SÃO PAULO, SP (FOLHAPRESS) – O presidente Luiz Inácio Lula da Silva (PT) afirmou nesta segunda-feira (11) que não sabia da existência do Tribunal Penal Internacional (TPI). A declaração foi dada em uma entrevista coletiva após a cúpula do G20, em Nova Déli, na Índia.
“Eu nem sabia da existência desse tribunal”, disse o petista, acrescentando que pretendia investigar a razão pela qual o Brasil era signatário do Estatuto de Roma, tratado fundador da corte, enquanto grandes potências como Estados Unidos e China não eram. “Me parece que os países do Conselho de Segurança da ONU não são signatários, só os ‘bagrinhos'”, completou.
Na verdade, dos cinco membros permanentes do Conselho de Segurança, EUA, Rússia e China não aderiram ao TPI. França e Reino Unido, porém, são signatários do Estatuto de Roma e membros da corte. No total, a instituição reúne 123 países.
A corte, que tem sede em Haia, na Holanda, e foi criada em 1998, é responsável por investigar e julgar pessoas acusadas de infrações como crimes de guerra e crimes contra a humanidade, além de contra outros países. O Brasil assinou o documento em 2000, durante o governo Fernando Henrique Cardoso, e o incorporou à legislação brasileira em 2002, mesmo ano em que o TPI passou a funcionar de fato antes, portanto, de o petista assumir seu primeiro mandato na Presidência, em 2003.
Há, porém, uma série de evidências de que Lula tem, sim, conhecimento da existência do tribunal. Em fevereiro de 2003, ele se envolveu na indicação da primeira juíza brasileira a participar da corte, Sylvia Steiner. Além disso, conforme mostrou o Painel, ele e outras lideranças petistas manifestaram-se favoravelmente ao TPI nos últimos anos, defendendo que o órgão julgasse Jair Bolsonaro (PL) por crimes contra a humanidade relacionados à pandemia de Covid-19.
Em abril, por exemplo, durante visita à Espanha, o presidente disse que “um dia [Bolsonaro] será julgado em tribunal internacional pela atuação na pandemia”. Embora não tenha mencionado o TPI pelo nome, essa é a única corte internacional em que uma pessoa física pode ser julgada por crimes contra a humanidade.
A adesão do Brasil ao Estatuto de Roma voltou a ser tema de debate depois de um comentário de Lula a uma emissora indiana no sábado (9). Na ocasião, ele afirmou que o presidente da Rússia, Vladimir Putin, poderia vir ao Rio de Janeiro para participar da cúpula do G20 no ano que vem sem correr risco de ser preso. “Se eu for presidente do Brasil, e se ele [Putin] vier para o Brasil, não tem como ele ser preso”, disse.
----------------
### TAREFAS A REALIZAR
A. Segundo a reportagem sobre Lula e o Tribunal Penal Internacional, quantos países a corte reúne no total?
B. Reproduza sem alterações o trecho da reportagem sobre Lula e o Tribunal Penal Internacional que começa em "SÃO PAULO, SP" e segue até "Déli, na Índia.".
C. Dê prosseguimento à reportagem sobre Lula e o Tribunal Penal Internacional a partir do ponto em que ela termina.

### CONJUNTO DE DADOS
----------------
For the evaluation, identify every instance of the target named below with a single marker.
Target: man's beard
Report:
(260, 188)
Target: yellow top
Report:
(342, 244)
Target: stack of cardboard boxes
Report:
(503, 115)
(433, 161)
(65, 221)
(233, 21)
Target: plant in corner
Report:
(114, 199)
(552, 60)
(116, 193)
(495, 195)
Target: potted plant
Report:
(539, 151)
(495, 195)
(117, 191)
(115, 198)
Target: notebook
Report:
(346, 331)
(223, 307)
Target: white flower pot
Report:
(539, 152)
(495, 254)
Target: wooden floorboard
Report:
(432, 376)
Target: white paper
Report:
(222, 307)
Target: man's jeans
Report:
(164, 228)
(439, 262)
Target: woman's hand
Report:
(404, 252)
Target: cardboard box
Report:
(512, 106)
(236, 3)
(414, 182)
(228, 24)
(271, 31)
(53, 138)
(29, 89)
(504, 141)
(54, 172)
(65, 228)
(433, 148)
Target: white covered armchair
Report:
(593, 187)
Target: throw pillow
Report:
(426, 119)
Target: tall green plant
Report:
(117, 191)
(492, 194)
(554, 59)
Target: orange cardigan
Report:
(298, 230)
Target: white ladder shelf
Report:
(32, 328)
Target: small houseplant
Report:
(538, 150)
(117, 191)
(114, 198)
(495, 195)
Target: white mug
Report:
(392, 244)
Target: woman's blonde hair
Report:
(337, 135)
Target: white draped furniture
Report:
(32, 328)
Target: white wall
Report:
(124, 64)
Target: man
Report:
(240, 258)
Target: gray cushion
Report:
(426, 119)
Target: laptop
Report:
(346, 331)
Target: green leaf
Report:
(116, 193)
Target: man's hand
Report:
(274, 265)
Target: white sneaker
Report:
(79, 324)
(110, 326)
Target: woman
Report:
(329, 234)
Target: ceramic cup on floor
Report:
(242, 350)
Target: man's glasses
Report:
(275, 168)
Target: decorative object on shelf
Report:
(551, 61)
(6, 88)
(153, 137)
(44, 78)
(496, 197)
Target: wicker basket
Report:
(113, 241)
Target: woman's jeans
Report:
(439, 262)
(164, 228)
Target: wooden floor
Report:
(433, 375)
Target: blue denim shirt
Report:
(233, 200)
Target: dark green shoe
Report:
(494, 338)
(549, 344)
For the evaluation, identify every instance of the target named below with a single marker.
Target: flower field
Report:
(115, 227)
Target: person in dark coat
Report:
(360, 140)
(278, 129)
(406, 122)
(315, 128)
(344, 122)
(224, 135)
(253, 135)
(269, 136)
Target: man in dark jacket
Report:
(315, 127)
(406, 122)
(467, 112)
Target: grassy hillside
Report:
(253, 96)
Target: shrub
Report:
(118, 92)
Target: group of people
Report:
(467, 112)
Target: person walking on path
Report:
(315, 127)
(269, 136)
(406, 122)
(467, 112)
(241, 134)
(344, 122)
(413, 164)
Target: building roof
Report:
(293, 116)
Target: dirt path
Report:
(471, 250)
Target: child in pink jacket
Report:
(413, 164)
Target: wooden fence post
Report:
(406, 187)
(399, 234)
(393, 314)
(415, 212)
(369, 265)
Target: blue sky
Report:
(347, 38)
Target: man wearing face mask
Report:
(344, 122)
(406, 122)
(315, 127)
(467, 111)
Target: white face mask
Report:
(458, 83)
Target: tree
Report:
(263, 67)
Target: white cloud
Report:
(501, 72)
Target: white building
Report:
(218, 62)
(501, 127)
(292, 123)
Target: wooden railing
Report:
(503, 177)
----------------
### RESULTADOS POR TAREFA
A. A instituição reúne 123 países.

B.
SÃO PAULO, SP (FOLHAPRESS) – O presidente Luiz Inácio Lula da Silva (PT) afirmou nesta segunda-feira (11) que não sabia da existência do Tribunal Penal Internacional (TPI). A declaração foi dada em uma entrevista coletiva após a cúpula do G20, em Nova Déli, na Índia.

C.
A questão é que o russo é desde março alvo de um mandado de prisão do TPI por supostos crimes de guerra na Ucrânia. E o Brasil, como signatário do documento fundador do tribunal, em tese deveria se comprometer a cumprir suas ordens neste caso, prender Putin, que sempre negou as acusações.
Lula já tinha recuado da promessa no início do encontro com jornalistas desta segunda, afirmando que a decisão sobre uma eventual prisão de seu homólogo caberia à Justiça e não ao governo ou ao Congresso Nacional. “Espero que [até lá já] tenha acabado a guerra, espero que o tribunal tenha refeito sua posição, para que a gente possa voltar à normalidade”, afirmou.
O mandado do TPI, que acusa o presidente russo de não agir para impedir a deportação ilegal de crianças ucranianas de territórios ocupados por seu Exército, já o impediu de comparecer a pelo menos um evento internacional de peso este ano a cúpula do Brics, ocorrida no mês passado em Joanesburgo.
A África do Sul, que também é signatária do Estatuto de Roma, até desenhou uma estratégia para permitir a entrada do russo no país, afirmando que concederia imunidade a todos os líderes do Brics. Mas a pressão, inclusive interna, sobre o governo de Cyril Ramaphosa acabou fazendo com que ele e o Kremlin acordassem que a participação de Putin nos encontros fosse apenas virtual. A representação oficial do país coube, assim, ao chanceler Serguei Lavrov, que também substituiu seu chefe na cúpula do G20 deste fim de semana.